§ **EXTRACTED MATERIAL**

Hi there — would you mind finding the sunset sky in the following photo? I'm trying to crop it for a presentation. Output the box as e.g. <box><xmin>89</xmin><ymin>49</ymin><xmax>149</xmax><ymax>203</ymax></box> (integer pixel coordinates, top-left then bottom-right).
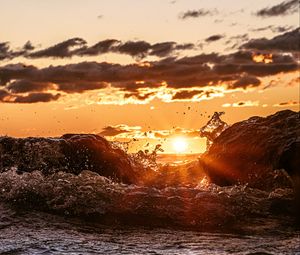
<box><xmin>0</xmin><ymin>0</ymin><xmax>299</xmax><ymax>153</ymax></box>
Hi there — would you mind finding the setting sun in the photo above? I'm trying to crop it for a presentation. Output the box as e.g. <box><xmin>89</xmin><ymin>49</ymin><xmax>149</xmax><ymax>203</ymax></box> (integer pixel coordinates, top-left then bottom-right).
<box><xmin>172</xmin><ymin>137</ymin><xmax>188</xmax><ymax>154</ymax></box>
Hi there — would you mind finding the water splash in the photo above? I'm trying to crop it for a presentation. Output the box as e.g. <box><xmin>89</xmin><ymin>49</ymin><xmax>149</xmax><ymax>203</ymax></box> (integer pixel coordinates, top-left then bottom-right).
<box><xmin>200</xmin><ymin>112</ymin><xmax>229</xmax><ymax>150</ymax></box>
<box><xmin>111</xmin><ymin>140</ymin><xmax>164</xmax><ymax>171</ymax></box>
<box><xmin>0</xmin><ymin>168</ymin><xmax>294</xmax><ymax>230</ymax></box>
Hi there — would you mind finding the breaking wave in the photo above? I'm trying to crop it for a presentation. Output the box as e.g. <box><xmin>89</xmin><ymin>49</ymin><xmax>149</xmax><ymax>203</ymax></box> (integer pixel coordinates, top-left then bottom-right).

§ **WHAT YOU ARE ASKED TO DO**
Where a record above contains a picture, leave the picture out and transcribe everything else exactly.

§ **SOLUTION**
Hi there — would you mind finding the sunset sky in the following photo? I'm trying to crop it for a presentation. Output the box as e.g. <box><xmin>89</xmin><ymin>49</ymin><xmax>149</xmax><ymax>203</ymax></box> (integer pixel coordinates, top-left then bottom-right).
<box><xmin>0</xmin><ymin>0</ymin><xmax>299</xmax><ymax>153</ymax></box>
Hi there — would you mind finding the setting sun in the photo above? I'm trying to crop it for a presentation. Output the box as e.g. <box><xmin>89</xmin><ymin>49</ymin><xmax>149</xmax><ymax>203</ymax></box> (integer pixel coordinates, top-left then bottom-right).
<box><xmin>172</xmin><ymin>137</ymin><xmax>188</xmax><ymax>154</ymax></box>
Hi there — would you mind finding the water splash in the photo above? I'm trying to crop it for a presentation. Output the box as e.g. <box><xmin>89</xmin><ymin>49</ymin><xmax>149</xmax><ymax>203</ymax></box> (integer pixel coordinates, top-left then bottom-right).
<box><xmin>200</xmin><ymin>112</ymin><xmax>229</xmax><ymax>150</ymax></box>
<box><xmin>111</xmin><ymin>140</ymin><xmax>164</xmax><ymax>171</ymax></box>
<box><xmin>0</xmin><ymin>168</ymin><xmax>294</xmax><ymax>230</ymax></box>
Hi there — would you mind finding the breaking wave in the photo above? I'm trying to crop it for a presentation. Output the box as e.g. <box><xmin>89</xmin><ymin>49</ymin><xmax>149</xmax><ymax>203</ymax></box> (integer pixel coordinates, top-left then bottom-right).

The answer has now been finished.